> **STATED PROBLEM 1**: Translate this sentence from the article on the antique radio expo into Spanish: "The MARC, which started in 1985, has about 700 members and holds four events around the state each year."
> **STATED PROBLEM 2**: Resume the article on the antique radio expo after its final sentence, and extend it with a few more paragraphs.

> **TEXT EXCERPT**:
________________

Published January 16, 2013
Collectors get geeked for antique radio road show
By Terry Oparka firstname.lastname@example.org
Got an old radio in your basement or closet you don’t know what to do with, or want more old radios to add to your collection?
The Michigan Antique Radio Club will sponsor the Vintage Electronics Expo and sale, open to the public, Jan. 19 at the Costick Center in Farmington Hills. Those who attend can get free appraisals of their collectible electronics, hook up with repair and restoring experts, and bid on items for sale in a silent auction.
The MARC, which started in 1985, has about 700 members and holds four events around the state each year.
MARC President John Reinicke said that, in recent years, in addition to radios, the club has seen that more people have started to collect audio equipment, such as tube-style amps, stereo receivers, and handheld games and computers.

________________

> **DATA ROWS**:
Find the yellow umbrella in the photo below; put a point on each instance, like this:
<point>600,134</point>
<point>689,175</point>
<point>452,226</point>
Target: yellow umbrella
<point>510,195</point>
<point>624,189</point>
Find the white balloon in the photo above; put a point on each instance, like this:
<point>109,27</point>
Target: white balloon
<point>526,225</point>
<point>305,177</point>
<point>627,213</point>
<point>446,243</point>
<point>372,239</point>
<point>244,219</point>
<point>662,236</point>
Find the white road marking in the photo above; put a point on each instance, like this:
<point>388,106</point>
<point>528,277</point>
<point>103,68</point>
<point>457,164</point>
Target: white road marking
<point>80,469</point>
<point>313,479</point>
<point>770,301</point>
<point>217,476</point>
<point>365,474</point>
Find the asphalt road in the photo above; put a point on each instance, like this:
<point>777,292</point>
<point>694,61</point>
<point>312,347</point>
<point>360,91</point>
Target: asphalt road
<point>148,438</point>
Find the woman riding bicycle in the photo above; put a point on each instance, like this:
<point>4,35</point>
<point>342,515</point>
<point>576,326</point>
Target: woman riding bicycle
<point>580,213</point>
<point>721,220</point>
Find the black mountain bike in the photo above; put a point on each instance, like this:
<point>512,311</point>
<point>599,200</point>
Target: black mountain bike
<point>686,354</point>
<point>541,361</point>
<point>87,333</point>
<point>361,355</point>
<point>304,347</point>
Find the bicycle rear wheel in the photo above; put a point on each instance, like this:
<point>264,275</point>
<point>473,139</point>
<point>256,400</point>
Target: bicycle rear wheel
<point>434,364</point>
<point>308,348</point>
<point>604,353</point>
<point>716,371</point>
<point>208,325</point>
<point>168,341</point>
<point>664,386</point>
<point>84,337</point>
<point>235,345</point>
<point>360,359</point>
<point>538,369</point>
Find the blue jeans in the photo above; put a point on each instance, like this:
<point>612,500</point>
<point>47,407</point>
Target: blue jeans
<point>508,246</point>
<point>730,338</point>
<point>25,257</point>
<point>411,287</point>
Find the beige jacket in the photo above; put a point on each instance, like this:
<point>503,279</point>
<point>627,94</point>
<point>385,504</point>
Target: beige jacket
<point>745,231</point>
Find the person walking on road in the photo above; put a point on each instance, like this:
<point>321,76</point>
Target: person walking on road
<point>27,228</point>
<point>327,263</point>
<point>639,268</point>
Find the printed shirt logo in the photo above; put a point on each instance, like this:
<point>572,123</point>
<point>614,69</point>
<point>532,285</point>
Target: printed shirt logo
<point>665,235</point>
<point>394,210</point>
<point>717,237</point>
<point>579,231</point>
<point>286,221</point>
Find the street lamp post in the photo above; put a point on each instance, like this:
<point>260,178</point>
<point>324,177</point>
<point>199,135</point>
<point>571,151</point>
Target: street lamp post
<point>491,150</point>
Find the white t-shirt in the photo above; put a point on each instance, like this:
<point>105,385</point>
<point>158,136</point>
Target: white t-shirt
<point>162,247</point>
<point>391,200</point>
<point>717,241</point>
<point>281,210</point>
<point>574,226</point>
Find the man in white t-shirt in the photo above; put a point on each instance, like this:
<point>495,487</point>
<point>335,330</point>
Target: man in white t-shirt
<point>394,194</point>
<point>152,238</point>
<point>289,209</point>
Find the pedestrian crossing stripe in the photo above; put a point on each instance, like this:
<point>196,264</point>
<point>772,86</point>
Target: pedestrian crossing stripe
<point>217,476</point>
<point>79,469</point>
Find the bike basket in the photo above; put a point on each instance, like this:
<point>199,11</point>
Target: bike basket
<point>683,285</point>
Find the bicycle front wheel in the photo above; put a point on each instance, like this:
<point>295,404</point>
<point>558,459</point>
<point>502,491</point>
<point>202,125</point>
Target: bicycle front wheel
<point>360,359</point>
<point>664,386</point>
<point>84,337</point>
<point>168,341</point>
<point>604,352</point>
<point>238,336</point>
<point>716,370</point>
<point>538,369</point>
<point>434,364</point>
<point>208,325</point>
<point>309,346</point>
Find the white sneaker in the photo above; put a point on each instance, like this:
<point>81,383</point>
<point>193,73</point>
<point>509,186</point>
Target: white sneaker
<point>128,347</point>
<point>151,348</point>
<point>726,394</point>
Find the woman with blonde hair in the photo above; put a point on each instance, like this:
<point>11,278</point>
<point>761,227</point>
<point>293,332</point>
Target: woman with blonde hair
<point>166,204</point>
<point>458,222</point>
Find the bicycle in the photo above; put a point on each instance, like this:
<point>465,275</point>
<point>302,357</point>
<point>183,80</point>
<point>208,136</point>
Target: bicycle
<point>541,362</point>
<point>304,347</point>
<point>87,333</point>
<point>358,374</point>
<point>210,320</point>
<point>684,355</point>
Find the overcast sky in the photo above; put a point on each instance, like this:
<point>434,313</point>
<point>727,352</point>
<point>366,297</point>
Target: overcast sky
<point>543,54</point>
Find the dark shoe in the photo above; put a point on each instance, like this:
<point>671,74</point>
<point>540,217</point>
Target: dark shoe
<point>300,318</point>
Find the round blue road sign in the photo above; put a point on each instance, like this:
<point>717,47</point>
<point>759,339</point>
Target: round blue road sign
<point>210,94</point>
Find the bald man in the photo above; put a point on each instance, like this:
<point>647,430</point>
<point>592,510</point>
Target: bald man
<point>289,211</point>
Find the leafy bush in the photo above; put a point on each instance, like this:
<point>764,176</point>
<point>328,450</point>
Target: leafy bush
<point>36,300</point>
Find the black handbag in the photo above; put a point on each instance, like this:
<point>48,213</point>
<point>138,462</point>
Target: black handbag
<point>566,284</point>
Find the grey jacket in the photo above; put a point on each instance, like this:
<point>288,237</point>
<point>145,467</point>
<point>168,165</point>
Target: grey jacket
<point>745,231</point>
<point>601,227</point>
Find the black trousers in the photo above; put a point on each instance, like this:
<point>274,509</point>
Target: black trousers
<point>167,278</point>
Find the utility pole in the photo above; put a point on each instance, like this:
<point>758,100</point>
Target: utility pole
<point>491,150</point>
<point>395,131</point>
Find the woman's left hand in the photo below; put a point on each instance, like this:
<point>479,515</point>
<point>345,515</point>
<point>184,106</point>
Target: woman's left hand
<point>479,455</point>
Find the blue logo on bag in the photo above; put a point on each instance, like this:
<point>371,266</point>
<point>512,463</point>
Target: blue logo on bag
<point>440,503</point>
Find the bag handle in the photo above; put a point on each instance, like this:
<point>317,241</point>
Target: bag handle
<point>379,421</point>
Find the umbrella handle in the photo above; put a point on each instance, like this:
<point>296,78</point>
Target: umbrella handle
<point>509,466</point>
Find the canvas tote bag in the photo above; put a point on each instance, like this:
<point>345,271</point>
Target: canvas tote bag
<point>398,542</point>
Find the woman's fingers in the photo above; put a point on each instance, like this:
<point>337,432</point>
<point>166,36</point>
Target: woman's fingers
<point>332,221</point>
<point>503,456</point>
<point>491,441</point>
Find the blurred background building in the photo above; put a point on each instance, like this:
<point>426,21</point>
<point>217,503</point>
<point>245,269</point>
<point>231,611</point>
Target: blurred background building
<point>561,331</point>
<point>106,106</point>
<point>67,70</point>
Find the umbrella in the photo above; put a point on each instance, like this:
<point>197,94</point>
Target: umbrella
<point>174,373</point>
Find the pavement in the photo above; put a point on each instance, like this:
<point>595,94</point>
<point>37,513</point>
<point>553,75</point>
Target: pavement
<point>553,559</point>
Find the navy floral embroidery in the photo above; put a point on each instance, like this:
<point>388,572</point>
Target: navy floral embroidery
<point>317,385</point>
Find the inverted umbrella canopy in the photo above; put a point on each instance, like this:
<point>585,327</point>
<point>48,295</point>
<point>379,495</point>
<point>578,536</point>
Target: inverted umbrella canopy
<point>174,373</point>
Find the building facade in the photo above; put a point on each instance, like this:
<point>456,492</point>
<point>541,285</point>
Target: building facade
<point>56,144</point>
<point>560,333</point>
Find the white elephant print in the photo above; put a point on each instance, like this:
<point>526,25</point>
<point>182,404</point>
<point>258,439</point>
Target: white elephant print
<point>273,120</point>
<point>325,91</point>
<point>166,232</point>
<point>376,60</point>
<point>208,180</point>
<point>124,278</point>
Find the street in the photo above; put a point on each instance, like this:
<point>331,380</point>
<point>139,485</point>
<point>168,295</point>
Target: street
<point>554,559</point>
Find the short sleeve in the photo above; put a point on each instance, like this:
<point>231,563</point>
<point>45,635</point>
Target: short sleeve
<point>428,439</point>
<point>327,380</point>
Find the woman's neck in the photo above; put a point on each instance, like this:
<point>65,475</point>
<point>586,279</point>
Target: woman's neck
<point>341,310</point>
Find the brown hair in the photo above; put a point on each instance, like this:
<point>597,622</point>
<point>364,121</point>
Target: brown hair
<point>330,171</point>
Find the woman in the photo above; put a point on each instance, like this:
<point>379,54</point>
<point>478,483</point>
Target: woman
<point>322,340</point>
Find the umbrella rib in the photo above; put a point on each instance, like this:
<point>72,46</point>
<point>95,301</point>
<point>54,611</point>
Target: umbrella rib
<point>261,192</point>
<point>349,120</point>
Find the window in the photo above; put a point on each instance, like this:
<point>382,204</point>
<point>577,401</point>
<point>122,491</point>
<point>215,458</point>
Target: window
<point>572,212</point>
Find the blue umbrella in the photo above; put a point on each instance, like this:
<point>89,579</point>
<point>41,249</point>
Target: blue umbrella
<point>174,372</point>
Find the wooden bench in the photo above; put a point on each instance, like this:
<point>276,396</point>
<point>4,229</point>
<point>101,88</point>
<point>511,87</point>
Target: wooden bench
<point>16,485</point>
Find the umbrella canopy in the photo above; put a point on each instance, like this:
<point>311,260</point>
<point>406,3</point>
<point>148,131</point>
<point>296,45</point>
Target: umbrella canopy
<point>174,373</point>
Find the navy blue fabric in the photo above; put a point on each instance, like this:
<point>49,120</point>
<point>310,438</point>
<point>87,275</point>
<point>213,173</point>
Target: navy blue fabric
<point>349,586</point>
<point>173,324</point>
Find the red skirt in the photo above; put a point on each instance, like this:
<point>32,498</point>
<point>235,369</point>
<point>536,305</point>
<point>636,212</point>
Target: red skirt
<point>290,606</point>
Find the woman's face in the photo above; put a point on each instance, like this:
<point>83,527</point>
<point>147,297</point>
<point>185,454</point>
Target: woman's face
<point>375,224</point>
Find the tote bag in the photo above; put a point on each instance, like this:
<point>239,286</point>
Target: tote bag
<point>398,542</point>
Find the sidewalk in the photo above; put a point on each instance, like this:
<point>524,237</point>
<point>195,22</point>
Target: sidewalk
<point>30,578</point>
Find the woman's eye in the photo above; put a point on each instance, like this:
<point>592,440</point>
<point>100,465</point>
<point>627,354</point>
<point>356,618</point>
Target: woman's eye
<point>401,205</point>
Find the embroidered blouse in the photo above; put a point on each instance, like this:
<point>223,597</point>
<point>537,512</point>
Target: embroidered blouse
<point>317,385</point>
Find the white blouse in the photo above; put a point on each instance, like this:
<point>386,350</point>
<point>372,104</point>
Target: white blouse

________________

> **REPLY 1**: El MARC, que comenzó en 1985, tiene unos 700 miembros y celebra cuatro eventos en todo el estado cada año.

> **REPLY 2**:
“It’s fun to see what comes in,” he said. Reinicke, 68, described himself as an eclectic collector with a couple of hundred items. The Bloomfield Township resident said he’s been collecting radios and other electronics since he was a kid. He’s most interested in collecting items that are technically interesting — prototypes, test lab equipment and one-of-a-kind electronics — rather than things that are aesthetically pleasing.
He’s a retired electrical engineer and worked in robotics for the last 20 years of his career.
“These days, radios aren’t so magic with the invention of cellphones,” he said. “In the ’20s, ’30s and ’40s, radios were magic. Ham operators talk point-to-point all over the world.” Ham, or amateur radio operators, transmit through the Amateur Radio Service set up by the Federal Communications Commission as a person-to-person means of communication and are not allowed to broadcast one way.
Reinicke pointed out that cellphone parts use a heterodyne circuit that was first used in a radio in 1918.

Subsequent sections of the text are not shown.